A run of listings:

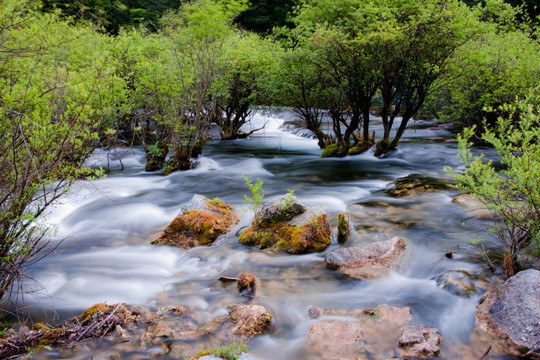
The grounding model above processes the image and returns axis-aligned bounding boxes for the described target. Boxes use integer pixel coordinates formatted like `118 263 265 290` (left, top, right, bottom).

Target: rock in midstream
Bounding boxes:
228 305 272 338
476 269 540 359
398 325 441 358
152 195 238 249
324 236 407 277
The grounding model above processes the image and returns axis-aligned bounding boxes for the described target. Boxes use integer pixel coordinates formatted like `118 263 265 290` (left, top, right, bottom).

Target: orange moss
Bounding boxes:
236 273 257 292
239 214 330 254
153 199 238 248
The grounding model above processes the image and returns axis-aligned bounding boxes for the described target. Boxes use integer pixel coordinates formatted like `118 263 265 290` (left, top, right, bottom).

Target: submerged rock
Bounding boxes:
476 269 540 359
398 325 441 358
318 304 413 327
306 304 413 359
324 236 407 277
305 320 364 360
384 174 451 197
337 213 351 244
228 305 272 338
236 273 257 295
152 195 238 249
452 194 493 219
436 270 476 297
239 194 331 254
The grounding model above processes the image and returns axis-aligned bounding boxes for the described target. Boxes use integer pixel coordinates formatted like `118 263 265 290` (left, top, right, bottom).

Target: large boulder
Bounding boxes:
476 269 540 359
398 325 441 358
152 195 238 249
239 194 331 254
305 320 364 360
228 305 272 338
304 304 413 359
324 236 407 278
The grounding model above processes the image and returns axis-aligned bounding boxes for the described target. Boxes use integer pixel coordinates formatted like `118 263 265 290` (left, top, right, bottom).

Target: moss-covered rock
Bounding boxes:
228 305 272 338
239 198 331 254
152 195 238 249
337 213 351 243
236 273 257 294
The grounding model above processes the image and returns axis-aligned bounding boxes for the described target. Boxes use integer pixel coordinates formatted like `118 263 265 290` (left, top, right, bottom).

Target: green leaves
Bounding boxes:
455 90 540 276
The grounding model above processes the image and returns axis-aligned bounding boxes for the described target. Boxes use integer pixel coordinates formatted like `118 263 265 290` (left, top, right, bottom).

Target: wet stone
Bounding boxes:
238 195 331 254
436 270 476 297
476 269 540 359
152 195 238 249
398 325 441 358
228 305 272 338
324 237 407 277
305 320 364 360
384 174 452 197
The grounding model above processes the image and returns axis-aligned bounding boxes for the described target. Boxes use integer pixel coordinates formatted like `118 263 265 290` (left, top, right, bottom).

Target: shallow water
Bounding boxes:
17 112 511 359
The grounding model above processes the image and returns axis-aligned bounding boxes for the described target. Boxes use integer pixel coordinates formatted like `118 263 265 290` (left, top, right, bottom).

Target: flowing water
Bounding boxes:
15 112 511 359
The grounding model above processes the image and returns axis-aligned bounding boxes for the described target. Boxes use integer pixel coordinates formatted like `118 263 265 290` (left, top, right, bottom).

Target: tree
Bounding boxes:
455 89 540 277
212 30 276 140
278 0 385 156
43 0 186 35
236 0 298 35
127 0 251 174
430 1 540 135
375 0 478 155
282 0 476 156
0 0 124 304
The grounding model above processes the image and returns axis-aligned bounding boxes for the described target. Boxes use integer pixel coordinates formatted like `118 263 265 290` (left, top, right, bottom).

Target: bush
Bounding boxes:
455 90 540 277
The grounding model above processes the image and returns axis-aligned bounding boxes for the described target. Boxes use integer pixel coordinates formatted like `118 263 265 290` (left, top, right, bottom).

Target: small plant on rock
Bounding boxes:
190 340 247 360
277 189 294 217
148 143 163 159
242 175 264 213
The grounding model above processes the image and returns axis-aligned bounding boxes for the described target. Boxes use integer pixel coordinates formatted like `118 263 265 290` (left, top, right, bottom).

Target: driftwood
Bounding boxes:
0 304 138 359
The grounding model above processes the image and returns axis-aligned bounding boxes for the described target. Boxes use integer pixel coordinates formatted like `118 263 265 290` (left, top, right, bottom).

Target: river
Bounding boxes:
19 112 512 359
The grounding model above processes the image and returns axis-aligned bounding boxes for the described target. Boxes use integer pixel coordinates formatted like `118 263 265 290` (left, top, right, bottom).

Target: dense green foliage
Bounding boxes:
43 0 185 34
0 0 125 297
430 1 540 134
236 0 298 34
0 0 540 304
456 94 540 276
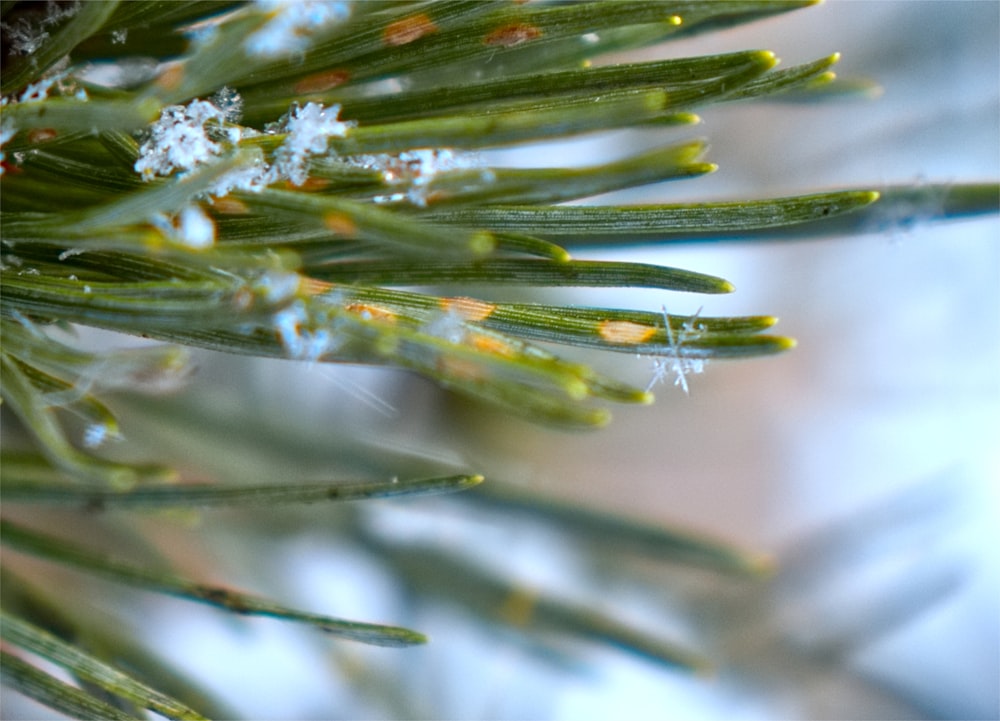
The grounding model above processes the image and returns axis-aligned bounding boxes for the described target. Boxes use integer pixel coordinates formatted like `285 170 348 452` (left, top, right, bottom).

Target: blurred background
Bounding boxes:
3 0 1000 719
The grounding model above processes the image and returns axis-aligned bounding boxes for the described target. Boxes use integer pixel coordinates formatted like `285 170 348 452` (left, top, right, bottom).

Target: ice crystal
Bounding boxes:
244 0 350 58
274 103 351 185
358 148 492 207
135 100 225 180
646 307 705 395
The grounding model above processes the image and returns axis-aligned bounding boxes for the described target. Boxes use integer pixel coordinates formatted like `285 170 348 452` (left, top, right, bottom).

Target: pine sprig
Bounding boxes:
0 0 1000 718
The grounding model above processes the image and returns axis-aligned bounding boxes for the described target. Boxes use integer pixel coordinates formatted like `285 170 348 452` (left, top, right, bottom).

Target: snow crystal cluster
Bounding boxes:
244 0 351 58
272 103 351 185
135 100 231 180
273 300 344 362
134 97 351 197
349 148 492 207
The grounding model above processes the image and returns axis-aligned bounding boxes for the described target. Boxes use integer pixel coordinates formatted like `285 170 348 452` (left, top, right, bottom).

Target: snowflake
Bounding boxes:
274 103 351 185
646 306 705 395
244 0 351 58
134 100 225 180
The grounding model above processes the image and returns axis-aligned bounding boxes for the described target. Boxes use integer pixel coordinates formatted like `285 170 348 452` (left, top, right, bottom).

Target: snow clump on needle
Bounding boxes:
243 0 351 58
134 97 353 197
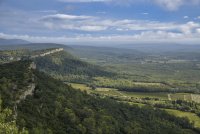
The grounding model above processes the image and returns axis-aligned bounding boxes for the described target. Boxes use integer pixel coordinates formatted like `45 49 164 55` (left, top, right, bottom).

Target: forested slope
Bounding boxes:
35 51 114 82
0 61 198 134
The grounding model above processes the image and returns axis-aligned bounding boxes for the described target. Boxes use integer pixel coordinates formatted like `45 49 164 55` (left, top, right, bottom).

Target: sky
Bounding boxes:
0 0 200 45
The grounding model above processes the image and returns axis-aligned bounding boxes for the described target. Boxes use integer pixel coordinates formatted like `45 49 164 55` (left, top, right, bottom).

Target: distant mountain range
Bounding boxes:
0 38 30 46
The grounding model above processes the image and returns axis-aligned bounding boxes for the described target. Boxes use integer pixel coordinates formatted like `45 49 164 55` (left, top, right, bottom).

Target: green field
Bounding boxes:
165 109 200 128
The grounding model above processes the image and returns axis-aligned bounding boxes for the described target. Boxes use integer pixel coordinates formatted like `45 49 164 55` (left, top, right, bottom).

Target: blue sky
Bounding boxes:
0 0 200 44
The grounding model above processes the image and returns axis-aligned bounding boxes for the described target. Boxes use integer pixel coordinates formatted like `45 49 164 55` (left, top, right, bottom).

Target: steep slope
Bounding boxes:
0 61 197 134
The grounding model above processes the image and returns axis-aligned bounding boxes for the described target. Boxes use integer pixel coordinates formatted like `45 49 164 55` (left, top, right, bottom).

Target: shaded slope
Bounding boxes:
17 71 196 134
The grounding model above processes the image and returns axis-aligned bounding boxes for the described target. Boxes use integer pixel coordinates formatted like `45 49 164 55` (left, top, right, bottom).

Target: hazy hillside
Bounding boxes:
35 51 114 82
0 38 30 46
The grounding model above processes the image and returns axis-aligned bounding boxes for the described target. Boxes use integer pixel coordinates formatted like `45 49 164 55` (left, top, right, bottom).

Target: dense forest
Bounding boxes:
0 61 197 134
35 51 115 83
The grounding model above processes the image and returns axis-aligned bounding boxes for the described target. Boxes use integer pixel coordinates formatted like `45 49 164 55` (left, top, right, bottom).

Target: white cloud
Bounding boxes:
42 14 92 20
0 29 200 45
58 0 200 11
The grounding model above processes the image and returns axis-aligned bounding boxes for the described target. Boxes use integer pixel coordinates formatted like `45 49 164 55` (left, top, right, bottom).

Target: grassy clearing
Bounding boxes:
121 91 168 100
69 83 91 91
164 109 200 128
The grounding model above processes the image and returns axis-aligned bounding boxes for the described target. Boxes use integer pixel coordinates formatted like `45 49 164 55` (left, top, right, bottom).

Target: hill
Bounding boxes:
0 38 30 46
0 61 197 134
34 51 114 82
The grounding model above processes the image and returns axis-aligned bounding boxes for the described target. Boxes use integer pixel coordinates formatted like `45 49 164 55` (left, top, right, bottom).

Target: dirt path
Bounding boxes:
167 94 172 101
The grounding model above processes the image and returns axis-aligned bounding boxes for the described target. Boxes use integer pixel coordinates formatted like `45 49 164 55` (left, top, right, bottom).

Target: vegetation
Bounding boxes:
0 61 195 134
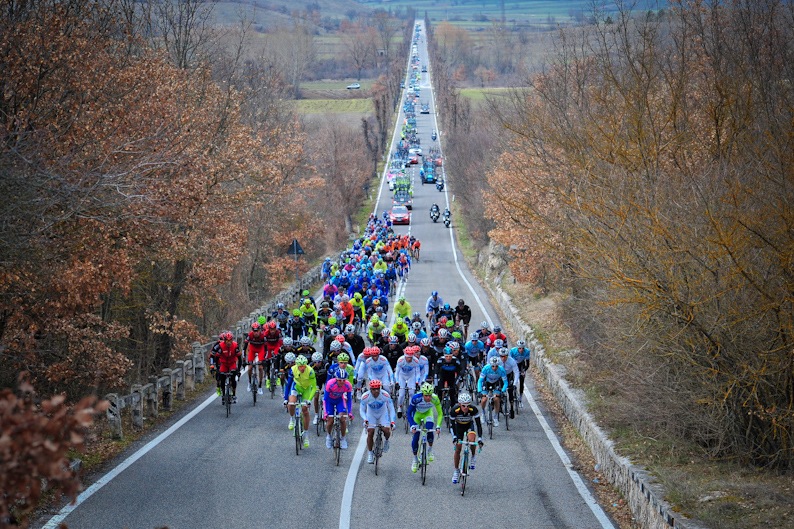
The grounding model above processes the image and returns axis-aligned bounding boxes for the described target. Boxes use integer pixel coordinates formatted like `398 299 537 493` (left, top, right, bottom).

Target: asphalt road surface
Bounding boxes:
37 19 612 529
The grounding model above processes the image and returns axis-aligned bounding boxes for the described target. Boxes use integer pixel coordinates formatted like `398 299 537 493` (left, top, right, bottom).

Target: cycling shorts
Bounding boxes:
323 399 347 416
290 386 312 406
247 345 265 364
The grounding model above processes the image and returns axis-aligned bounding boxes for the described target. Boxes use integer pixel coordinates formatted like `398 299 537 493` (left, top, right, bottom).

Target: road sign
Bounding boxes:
287 239 303 256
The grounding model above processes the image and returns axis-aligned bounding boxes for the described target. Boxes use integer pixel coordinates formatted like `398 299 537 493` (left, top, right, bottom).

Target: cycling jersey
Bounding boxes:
477 364 507 393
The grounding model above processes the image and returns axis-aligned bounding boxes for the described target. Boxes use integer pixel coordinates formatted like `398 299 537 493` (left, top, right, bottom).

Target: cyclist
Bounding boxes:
259 320 284 395
359 347 394 391
243 321 266 395
323 369 353 450
477 357 507 426
310 351 328 424
480 325 507 347
425 290 444 327
510 340 531 400
381 336 403 371
284 355 317 448
299 300 317 334
391 318 411 343
396 346 425 419
295 336 317 358
449 391 482 484
407 382 444 472
455 299 471 341
394 296 411 321
436 342 462 402
359 380 394 464
214 331 243 404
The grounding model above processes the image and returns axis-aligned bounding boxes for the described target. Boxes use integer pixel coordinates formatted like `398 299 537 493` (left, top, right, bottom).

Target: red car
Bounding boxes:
389 206 411 224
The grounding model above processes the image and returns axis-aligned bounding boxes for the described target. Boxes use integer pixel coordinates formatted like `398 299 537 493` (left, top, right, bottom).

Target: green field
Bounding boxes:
294 99 373 114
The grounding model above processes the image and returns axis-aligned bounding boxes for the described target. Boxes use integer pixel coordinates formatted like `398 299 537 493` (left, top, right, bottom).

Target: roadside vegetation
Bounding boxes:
431 0 794 529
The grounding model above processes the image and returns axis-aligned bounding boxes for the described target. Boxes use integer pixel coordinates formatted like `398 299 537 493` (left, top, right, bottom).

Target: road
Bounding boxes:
38 19 612 529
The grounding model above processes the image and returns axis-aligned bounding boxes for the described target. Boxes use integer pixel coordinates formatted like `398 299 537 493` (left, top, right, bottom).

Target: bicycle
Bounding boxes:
458 432 482 496
249 359 262 406
329 413 342 466
419 421 430 485
441 387 452 430
372 424 383 476
221 372 234 417
293 394 303 456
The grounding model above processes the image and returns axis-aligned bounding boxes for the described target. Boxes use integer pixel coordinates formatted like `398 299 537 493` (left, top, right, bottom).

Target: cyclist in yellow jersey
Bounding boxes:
284 355 317 448
350 292 367 321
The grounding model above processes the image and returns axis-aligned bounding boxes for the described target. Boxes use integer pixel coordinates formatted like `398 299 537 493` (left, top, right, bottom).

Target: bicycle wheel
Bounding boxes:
373 428 383 476
419 440 427 485
334 418 342 466
486 400 493 439
460 445 469 496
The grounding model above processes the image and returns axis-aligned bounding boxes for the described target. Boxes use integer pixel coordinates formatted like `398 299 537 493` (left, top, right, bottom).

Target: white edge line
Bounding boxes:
524 385 615 529
42 393 218 529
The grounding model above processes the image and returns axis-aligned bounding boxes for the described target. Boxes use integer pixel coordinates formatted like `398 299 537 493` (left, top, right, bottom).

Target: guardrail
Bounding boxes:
105 265 322 439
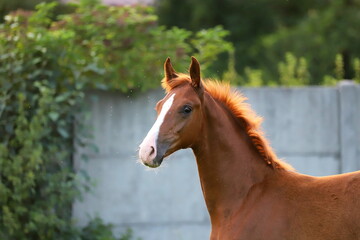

> What the exercise asks: Please scale every line from the start of the listing through the line containing "236 273 257 294", inclusive, multiplying each bounding box coordinate by 1.75 and rounding to whole numbers with halves rounded up. Keep all other text unchanged, including the sample coordinates, and leave out the pictures.

> Answer to the problem:
The grounding model above processes the image and returns axis-aligned bounding boxes for the described target. Boxes use integer pixel coordinates formatted like `118 263 265 290` (left, top, right, bottom).

Target: rock in midstream
Bounding boxes:
399 534 476 592
833 471 945 628
697 569 772 627
266 341 417 436
567 413 712 485
The grounding model above processes the image and returns axis-aligned bounding boxes for the described target. Boxes use integer pixel coordinates formatted like `118 263 265 290` (left, top, right, bottom).

Target: orange moss
Bounding boxes:
413 478 450 511
418 375 578 445
268 348 417 434
The grounding model above processes the image and returns axis-aligned bounding boxes for the described target. Boxes use integer pixel coordinates formatted like `118 263 265 290` (left, top, right, bottom).

Target: submerged rock
Bounding boxes:
833 471 945 628
697 569 772 627
557 532 723 572
536 532 723 628
567 413 712 485
534 560 637 630
672 305 789 345
590 373 614 427
399 534 476 592
413 478 450 516
266 341 417 436
791 340 863 383
763 473 833 520
418 340 579 445
The grounding model above processes the image and returns axis-aligned bounding boxes for the described target. Boxes use integer pixel coordinates formatted like `118 263 265 290` (left, top, right, bottom).

Target: large boulder
Bounding boxes:
833 471 945 628
697 569 772 627
266 341 417 436
418 340 579 445
534 560 637 630
399 534 476 592
532 532 723 628
567 413 712 487
The grounding model above processes the image and returns axis-aligned bounding boxes for the described target. Boxes use integer pixel coordinates formatted like `118 263 265 290` (left, top, right, bottom).

Target: moss-covered rock
Bounding boxes:
399 534 476 592
418 347 579 445
266 341 417 436
590 373 614 425
413 478 450 515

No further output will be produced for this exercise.